Do this
Please recast the records in the stretch from the line containing "identify the black" through the line containing "382;76;494;196" as a two-column CSV headed text and answer, one row for each text with its answer. Put each field in quotation marks and turn any line breaks into spaces.

Extracted data
========================

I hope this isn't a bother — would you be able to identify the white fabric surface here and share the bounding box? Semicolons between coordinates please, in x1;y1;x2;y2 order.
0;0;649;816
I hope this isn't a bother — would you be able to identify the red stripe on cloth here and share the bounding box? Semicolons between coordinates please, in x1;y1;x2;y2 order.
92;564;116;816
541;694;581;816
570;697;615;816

========================

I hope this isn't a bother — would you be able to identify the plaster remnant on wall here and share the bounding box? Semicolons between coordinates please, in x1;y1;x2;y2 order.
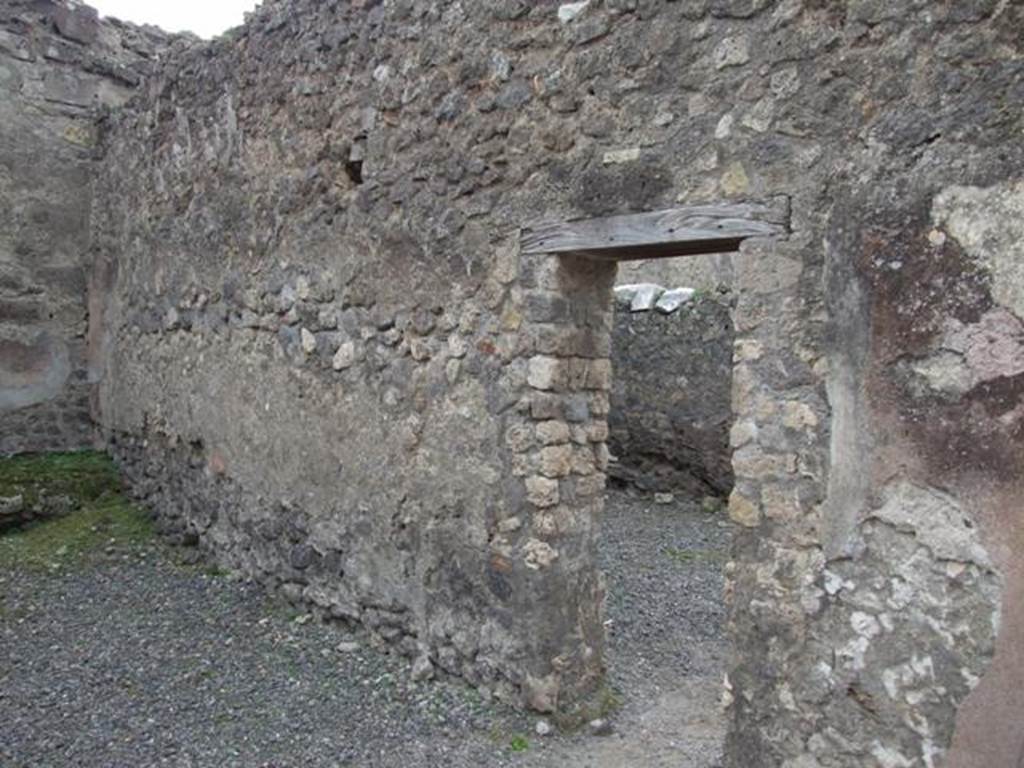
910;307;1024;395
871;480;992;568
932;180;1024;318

========================

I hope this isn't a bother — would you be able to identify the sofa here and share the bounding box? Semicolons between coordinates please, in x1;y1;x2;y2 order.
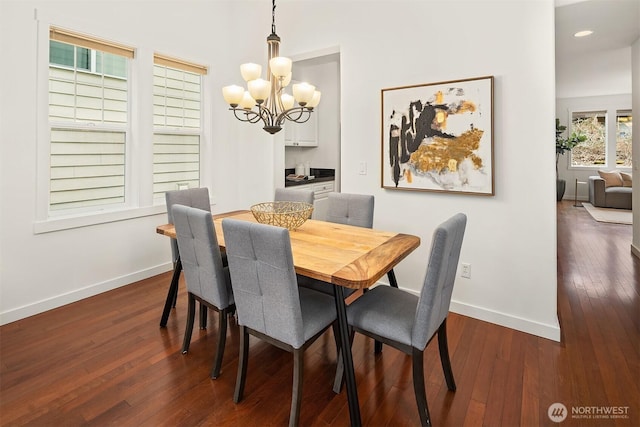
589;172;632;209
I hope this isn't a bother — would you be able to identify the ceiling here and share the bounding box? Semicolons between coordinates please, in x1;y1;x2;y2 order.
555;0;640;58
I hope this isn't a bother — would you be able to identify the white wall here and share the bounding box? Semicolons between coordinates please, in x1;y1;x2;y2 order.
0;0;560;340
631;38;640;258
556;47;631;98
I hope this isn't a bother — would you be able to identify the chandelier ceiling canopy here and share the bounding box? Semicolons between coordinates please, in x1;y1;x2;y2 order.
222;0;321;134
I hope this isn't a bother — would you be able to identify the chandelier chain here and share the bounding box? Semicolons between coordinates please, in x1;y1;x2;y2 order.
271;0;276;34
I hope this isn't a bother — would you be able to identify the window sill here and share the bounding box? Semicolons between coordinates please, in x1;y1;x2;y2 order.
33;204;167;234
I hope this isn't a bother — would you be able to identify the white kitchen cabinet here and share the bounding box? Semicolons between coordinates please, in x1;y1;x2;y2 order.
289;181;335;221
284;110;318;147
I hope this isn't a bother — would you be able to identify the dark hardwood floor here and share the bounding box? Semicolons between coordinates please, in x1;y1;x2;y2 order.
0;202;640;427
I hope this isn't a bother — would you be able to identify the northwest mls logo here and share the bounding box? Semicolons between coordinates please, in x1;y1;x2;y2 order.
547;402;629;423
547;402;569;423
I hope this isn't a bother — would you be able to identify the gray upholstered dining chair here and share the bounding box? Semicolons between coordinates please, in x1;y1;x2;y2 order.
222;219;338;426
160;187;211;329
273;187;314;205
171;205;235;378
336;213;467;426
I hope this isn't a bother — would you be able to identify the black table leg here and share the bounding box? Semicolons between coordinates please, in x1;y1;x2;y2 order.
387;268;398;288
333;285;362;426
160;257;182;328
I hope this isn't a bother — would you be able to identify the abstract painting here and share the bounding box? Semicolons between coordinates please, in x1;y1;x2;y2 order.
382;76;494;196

========================

The reply
text,answer
"I hope this isn't a bother — would you be able to identify the black table leg here and share the bounding box? Semicolons between coordinates please, in x1;y1;x2;y2 order.","387;268;398;288 333;285;362;426 160;257;182;328"
"I hope this isn't a bother — would you be able to identify the abstract painting here and share the bounding box? Semicolons between coordinates please, in x1;y1;x2;y2 order.","382;76;494;196"